- [Passage to read]
☆ ☆ ☆ ☆ ☆

Yet Bin Laden's abominable achievement was less the global violence he inspired or the organisation he built, than the manner in which he managed to manipulate the world's superpower. He wanted to provoke the US into using its formidable military might in the Muslim world, calculating that a heavy-handed US reaction would help to radicalise quiescent populations and inspire them rise up against the Western-backed regimes of the Middle East. He imagined that a new unified Islamic empire, to match the great Caliphates of the Middle Ages, would then be constructed in their stead.

His first attempts to provoke with the bombing of US embassies in East Africa in 1998 and then the attack on the USS Cole in 2000 failed. But with 9/11 he finally succeeded. America stumbled into the trap he set. George Bush responded to 911 by declaring a global "war on terror". A punitive mission in Afghanistan, which had hosted Bin Laden, turned into a messy occupation. Then came the attack on Saddam Hussein's Iraq, one of the most disastrous wrong turnings in recent history. Rather than striking a blow against terror, the invasion turned that nation into a honey pot for murderous fanatics. Tens of thousands of Iraqis died in the ensuing civil war. And the perpetrators of the Madrid and London bombings of 2004 and 2005 were all motivated, in part, by what they interpreted as a new Western crusade against the Muslim world.

But perhaps the greatest injury was self-inflicted. The methods adopted by the Bush Administration – the use of torture, kidnapping and the creation of the legal black hole in Guantanamo Bay – all sullied the reputation of America and handed the acolytes of Bin Laden a potent propaganda weapon. The previous Labour government here in Britain followed the US down that dead end with its gratuitous erosion of civil liberties in the name of protecting the public from terror. The malign repercussions of those strategic follies will persist for many years to come.

And while Bin Laden is gone, the rivers that nourished the roots of his brand of fanaticism are still swollen. Saudi Arabia continues to export the intolerant doctrines of Wahhabi Islam, which help to alienate Muslims around the world. It is a creed that has put the very future of the state of Pakistan in peril. The fact that Bin Laden was living for so long under the noses of the Pakistani military establishment is profoundly depressing. David Cameron caused a diplomatic row last year when he suggested that the Pakistan state, which has been the recipient of billions of dollars in military aid from the US, "looks both ways" when it comes to terrorism. But, more than ever, that now sounds like a painfully accurate summary.

Yet Western governments also look both ways when it comes to extremism and intolerance in the Muslim world. Despite the Arab uprisings, the West is still coddling repressive regimes that show a friendly face and promise to keep the oil flowing. Nato is bombing Muammar Gaddafi's regime in Libya. But the decision of Bahrain to sentence a group of demonstrators to death, after a trial behind closed doors, has been met with silence from Western states. We remain selectively blind when confronted with injustice in the Middle East.

In one sense Bin Laden's baleful legacy is all around. His shadow can been seen in the terror cells across Europe, the British and US troops still dying in Afghanistan, the continued existence of the Guantanamo Bay prison camp. But in another way, his influence has waned dramatically. In recent months millions of people across the Arab world have risen up against their repressive rulers. But they are not demanding the cruel theocracy that Bin Laden stood for, but democracy, dignity and freedom. These are still early days, but it is to be hoped that the Arab Spring will, in time, come to represent Bin Laden's ultimate failure.

☆ ☆ ☆ ☆ ☆

- [Required action] Rewrite the passage on Bin Laden's legacy from "In one sense" to "Laden's ultimate failure.", switching "baleful" to "grim".

☆ ☆ ☆ ☆ ☆

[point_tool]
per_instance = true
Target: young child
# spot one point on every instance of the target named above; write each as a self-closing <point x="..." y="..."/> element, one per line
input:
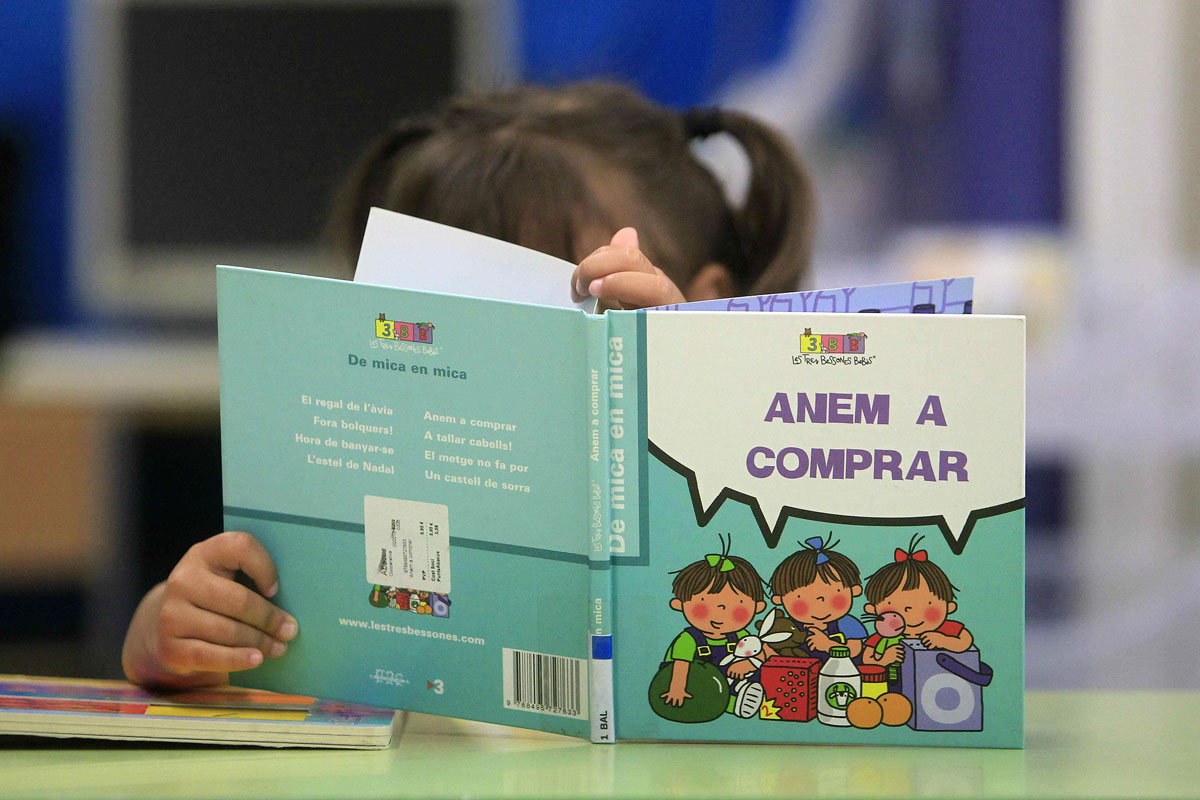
<point x="552" y="169"/>
<point x="919" y="591"/>
<point x="719" y="596"/>
<point x="816" y="587"/>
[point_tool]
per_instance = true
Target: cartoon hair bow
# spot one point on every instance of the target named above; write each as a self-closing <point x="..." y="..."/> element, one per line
<point x="817" y="543"/>
<point x="718" y="560"/>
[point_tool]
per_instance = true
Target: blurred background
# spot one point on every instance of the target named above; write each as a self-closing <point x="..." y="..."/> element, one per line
<point x="1045" y="146"/>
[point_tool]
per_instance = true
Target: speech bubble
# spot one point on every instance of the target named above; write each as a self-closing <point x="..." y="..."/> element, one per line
<point x="857" y="419"/>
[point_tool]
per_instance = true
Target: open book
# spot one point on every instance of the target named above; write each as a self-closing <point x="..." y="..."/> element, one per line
<point x="113" y="709"/>
<point x="540" y="517"/>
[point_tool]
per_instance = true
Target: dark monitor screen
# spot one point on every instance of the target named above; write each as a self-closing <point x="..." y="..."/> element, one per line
<point x="241" y="119"/>
<point x="217" y="131"/>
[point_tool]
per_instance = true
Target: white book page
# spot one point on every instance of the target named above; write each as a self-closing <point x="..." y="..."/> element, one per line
<point x="411" y="253"/>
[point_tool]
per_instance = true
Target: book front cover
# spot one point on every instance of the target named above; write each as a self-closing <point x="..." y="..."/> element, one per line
<point x="823" y="529"/>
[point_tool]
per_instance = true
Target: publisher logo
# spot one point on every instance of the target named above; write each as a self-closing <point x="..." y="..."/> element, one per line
<point x="844" y="349"/>
<point x="389" y="678"/>
<point x="411" y="337"/>
<point x="389" y="329"/>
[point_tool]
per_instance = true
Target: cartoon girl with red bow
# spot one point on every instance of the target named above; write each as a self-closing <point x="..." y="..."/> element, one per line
<point x="919" y="591"/>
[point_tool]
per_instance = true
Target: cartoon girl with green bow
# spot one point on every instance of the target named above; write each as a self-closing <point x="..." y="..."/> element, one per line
<point x="719" y="596"/>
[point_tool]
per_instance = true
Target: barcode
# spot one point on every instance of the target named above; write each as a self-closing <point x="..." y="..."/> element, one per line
<point x="537" y="681"/>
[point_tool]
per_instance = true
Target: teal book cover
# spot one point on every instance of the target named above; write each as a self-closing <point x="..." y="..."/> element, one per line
<point x="670" y="524"/>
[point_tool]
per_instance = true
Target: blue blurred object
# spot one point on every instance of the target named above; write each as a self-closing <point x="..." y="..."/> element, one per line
<point x="677" y="52"/>
<point x="34" y="119"/>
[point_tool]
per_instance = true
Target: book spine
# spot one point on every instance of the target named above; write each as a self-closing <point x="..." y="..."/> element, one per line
<point x="599" y="555"/>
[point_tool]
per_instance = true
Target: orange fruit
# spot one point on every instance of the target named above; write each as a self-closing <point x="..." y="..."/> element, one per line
<point x="897" y="709"/>
<point x="864" y="713"/>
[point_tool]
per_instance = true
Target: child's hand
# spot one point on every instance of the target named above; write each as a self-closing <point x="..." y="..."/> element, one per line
<point x="933" y="639"/>
<point x="741" y="668"/>
<point x="621" y="276"/>
<point x="201" y="624"/>
<point x="892" y="655"/>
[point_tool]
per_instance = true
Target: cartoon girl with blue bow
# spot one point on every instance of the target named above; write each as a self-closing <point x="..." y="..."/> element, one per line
<point x="816" y="587"/>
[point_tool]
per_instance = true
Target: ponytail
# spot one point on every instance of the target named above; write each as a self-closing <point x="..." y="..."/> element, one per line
<point x="774" y="226"/>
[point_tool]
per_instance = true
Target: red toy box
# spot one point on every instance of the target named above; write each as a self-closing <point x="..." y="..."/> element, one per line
<point x="790" y="689"/>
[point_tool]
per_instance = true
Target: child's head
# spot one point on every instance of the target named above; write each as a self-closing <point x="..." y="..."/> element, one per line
<point x="915" y="588"/>
<point x="562" y="169"/>
<point x="815" y="584"/>
<point x="719" y="594"/>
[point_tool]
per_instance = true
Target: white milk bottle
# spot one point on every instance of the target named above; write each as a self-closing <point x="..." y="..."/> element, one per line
<point x="839" y="684"/>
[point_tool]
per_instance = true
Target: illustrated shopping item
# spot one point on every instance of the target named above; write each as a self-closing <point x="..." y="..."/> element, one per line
<point x="790" y="689"/>
<point x="875" y="680"/>
<point x="839" y="685"/>
<point x="946" y="689"/>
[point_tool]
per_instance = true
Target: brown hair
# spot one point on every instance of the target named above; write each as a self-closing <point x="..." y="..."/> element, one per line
<point x="553" y="168"/>
<point x="802" y="567"/>
<point x="701" y="576"/>
<point x="909" y="573"/>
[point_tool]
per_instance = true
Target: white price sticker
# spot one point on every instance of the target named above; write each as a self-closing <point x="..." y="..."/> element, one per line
<point x="407" y="543"/>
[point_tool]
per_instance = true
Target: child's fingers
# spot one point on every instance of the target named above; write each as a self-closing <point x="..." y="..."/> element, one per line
<point x="625" y="238"/>
<point x="227" y="597"/>
<point x="636" y="289"/>
<point x="607" y="260"/>
<point x="237" y="549"/>
<point x="185" y="621"/>
<point x="193" y="655"/>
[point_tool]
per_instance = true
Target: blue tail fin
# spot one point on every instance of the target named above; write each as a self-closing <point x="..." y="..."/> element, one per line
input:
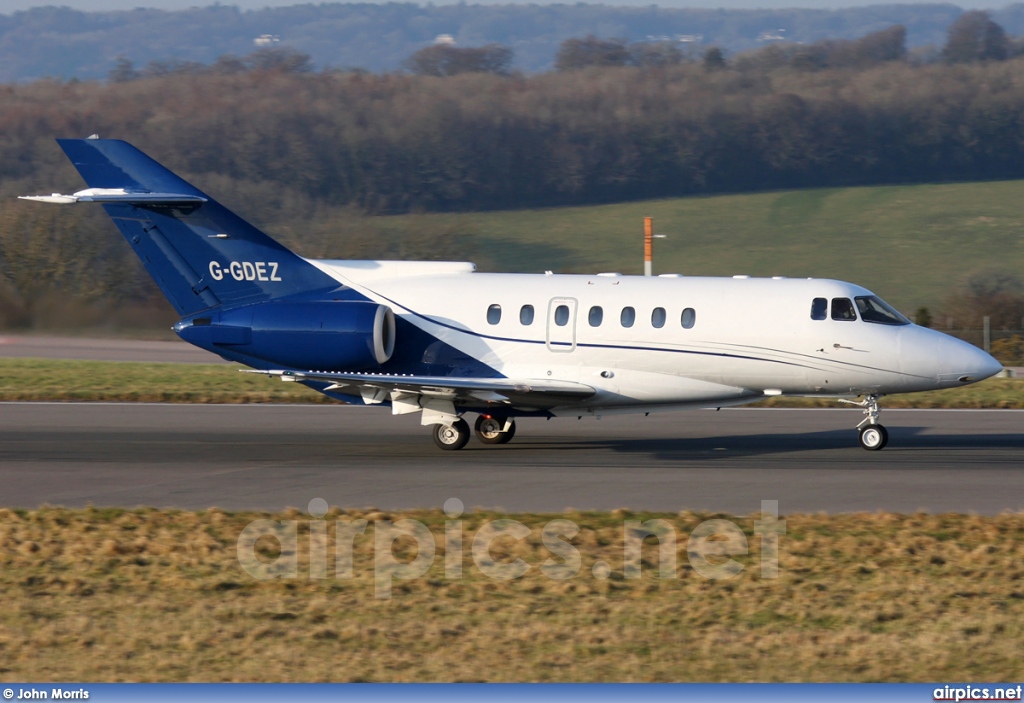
<point x="200" y="253"/>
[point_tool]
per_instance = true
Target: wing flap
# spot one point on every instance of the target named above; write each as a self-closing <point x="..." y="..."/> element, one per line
<point x="489" y="390"/>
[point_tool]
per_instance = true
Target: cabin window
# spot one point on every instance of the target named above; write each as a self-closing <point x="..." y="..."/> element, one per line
<point x="873" y="309"/>
<point x="843" y="309"/>
<point x="688" y="317"/>
<point x="495" y="314"/>
<point x="526" y="314"/>
<point x="657" y="317"/>
<point x="628" y="317"/>
<point x="562" y="315"/>
<point x="819" y="308"/>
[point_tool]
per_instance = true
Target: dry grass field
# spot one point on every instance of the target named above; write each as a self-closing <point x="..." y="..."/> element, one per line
<point x="144" y="595"/>
<point x="55" y="380"/>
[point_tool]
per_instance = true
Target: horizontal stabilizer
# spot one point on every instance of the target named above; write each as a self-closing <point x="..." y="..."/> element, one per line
<point x="117" y="195"/>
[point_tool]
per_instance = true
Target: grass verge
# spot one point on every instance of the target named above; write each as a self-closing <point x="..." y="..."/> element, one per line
<point x="146" y="595"/>
<point x="51" y="380"/>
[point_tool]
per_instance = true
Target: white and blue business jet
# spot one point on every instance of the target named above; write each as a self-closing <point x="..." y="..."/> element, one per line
<point x="440" y="340"/>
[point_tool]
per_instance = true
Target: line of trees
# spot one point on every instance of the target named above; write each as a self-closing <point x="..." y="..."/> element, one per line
<point x="285" y="143"/>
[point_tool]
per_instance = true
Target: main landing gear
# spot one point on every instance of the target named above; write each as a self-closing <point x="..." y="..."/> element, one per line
<point x="488" y="430"/>
<point x="872" y="435"/>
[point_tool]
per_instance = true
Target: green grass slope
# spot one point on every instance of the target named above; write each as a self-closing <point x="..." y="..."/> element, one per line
<point x="908" y="244"/>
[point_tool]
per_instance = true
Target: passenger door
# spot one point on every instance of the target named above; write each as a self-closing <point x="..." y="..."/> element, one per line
<point x="561" y="324"/>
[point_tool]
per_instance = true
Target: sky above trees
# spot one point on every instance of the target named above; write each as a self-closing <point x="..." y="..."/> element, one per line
<point x="9" y="6"/>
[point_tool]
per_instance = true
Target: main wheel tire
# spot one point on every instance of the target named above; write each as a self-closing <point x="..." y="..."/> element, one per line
<point x="873" y="437"/>
<point x="488" y="430"/>
<point x="452" y="438"/>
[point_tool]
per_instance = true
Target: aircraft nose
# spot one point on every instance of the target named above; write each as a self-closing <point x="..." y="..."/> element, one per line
<point x="964" y="363"/>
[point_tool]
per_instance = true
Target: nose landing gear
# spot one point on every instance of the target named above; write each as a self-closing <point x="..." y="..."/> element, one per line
<point x="872" y="435"/>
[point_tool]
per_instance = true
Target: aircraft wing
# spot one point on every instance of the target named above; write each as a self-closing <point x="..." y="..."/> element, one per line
<point x="376" y="388"/>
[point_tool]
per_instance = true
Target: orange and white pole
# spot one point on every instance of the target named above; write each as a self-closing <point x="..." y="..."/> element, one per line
<point x="648" y="247"/>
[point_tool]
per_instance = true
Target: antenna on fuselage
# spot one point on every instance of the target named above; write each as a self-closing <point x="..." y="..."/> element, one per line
<point x="648" y="246"/>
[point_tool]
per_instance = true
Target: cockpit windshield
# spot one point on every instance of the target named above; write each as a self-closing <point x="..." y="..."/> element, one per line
<point x="873" y="309"/>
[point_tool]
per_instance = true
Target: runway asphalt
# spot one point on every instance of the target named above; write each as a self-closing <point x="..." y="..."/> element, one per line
<point x="272" y="456"/>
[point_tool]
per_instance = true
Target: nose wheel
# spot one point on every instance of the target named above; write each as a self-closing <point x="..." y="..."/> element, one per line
<point x="872" y="435"/>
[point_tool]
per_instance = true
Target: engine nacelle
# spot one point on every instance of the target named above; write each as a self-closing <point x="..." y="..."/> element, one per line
<point x="330" y="336"/>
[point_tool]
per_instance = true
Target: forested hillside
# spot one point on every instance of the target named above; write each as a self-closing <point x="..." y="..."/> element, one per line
<point x="62" y="43"/>
<point x="312" y="155"/>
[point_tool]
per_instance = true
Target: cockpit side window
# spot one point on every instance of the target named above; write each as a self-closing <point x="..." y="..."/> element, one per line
<point x="819" y="308"/>
<point x="873" y="309"/>
<point x="843" y="309"/>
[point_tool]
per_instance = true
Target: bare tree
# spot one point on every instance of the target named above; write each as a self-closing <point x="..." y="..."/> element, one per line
<point x="444" y="59"/>
<point x="974" y="37"/>
<point x="580" y="53"/>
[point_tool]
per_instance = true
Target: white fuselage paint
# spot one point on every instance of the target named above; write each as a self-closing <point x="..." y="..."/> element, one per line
<point x="750" y="338"/>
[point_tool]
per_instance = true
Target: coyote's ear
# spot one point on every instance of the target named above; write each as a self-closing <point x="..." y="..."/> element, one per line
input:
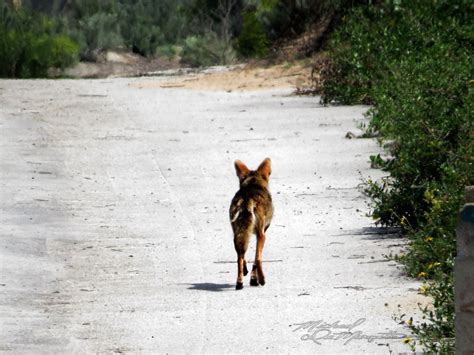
<point x="265" y="167"/>
<point x="241" y="169"/>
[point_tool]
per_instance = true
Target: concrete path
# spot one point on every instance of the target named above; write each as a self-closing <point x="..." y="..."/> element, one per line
<point x="114" y="230"/>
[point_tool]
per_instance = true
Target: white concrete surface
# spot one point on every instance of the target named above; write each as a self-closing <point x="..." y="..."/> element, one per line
<point x="114" y="230"/>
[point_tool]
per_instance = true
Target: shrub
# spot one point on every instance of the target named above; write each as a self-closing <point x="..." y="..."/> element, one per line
<point x="252" y="41"/>
<point x="206" y="50"/>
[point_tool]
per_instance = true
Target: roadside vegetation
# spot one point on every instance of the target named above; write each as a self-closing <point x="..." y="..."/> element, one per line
<point x="38" y="34"/>
<point x="412" y="60"/>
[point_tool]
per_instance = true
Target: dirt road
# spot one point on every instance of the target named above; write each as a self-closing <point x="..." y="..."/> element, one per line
<point x="115" y="235"/>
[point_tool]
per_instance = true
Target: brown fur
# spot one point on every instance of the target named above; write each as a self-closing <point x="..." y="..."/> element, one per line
<point x="251" y="212"/>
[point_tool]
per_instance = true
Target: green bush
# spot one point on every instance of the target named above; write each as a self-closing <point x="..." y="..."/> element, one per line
<point x="412" y="61"/>
<point x="206" y="50"/>
<point x="252" y="41"/>
<point x="29" y="46"/>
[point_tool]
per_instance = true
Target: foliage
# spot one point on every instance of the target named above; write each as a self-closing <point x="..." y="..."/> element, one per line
<point x="29" y="46"/>
<point x="412" y="60"/>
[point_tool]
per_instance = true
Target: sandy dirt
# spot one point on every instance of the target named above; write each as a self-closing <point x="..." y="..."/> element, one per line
<point x="241" y="78"/>
<point x="115" y="235"/>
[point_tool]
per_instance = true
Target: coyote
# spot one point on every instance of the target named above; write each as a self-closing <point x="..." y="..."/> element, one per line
<point x="251" y="212"/>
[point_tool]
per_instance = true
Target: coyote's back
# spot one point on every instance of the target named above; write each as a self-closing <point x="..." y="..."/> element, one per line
<point x="251" y="212"/>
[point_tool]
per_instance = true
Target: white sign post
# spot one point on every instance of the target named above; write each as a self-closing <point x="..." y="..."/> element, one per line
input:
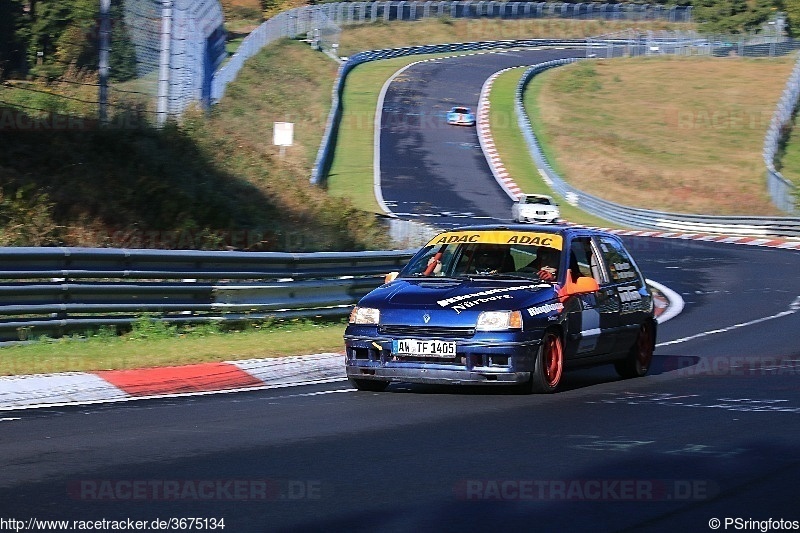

☆ ☆ ☆ ☆ ☆

- [Answer to this problem]
In one sense Bin Laden's grim legacy is all around. His shadow can been seen in the terror cells across Europe, the British and US troops still dying in Afghanistan, the continued existence of the Guantanamo Bay prison camp. But in another way, his influence has waned dramatically. In recent months millions of people across the Arab world have risen up against their repressive rulers. But they are not demanding the cruel theocracy that Bin Laden stood for, but democracy, dignity and freedom. These are still early days, but it is to be hoped that the Arab Spring will, in time, come to represent Bin Laden's ultimate failure.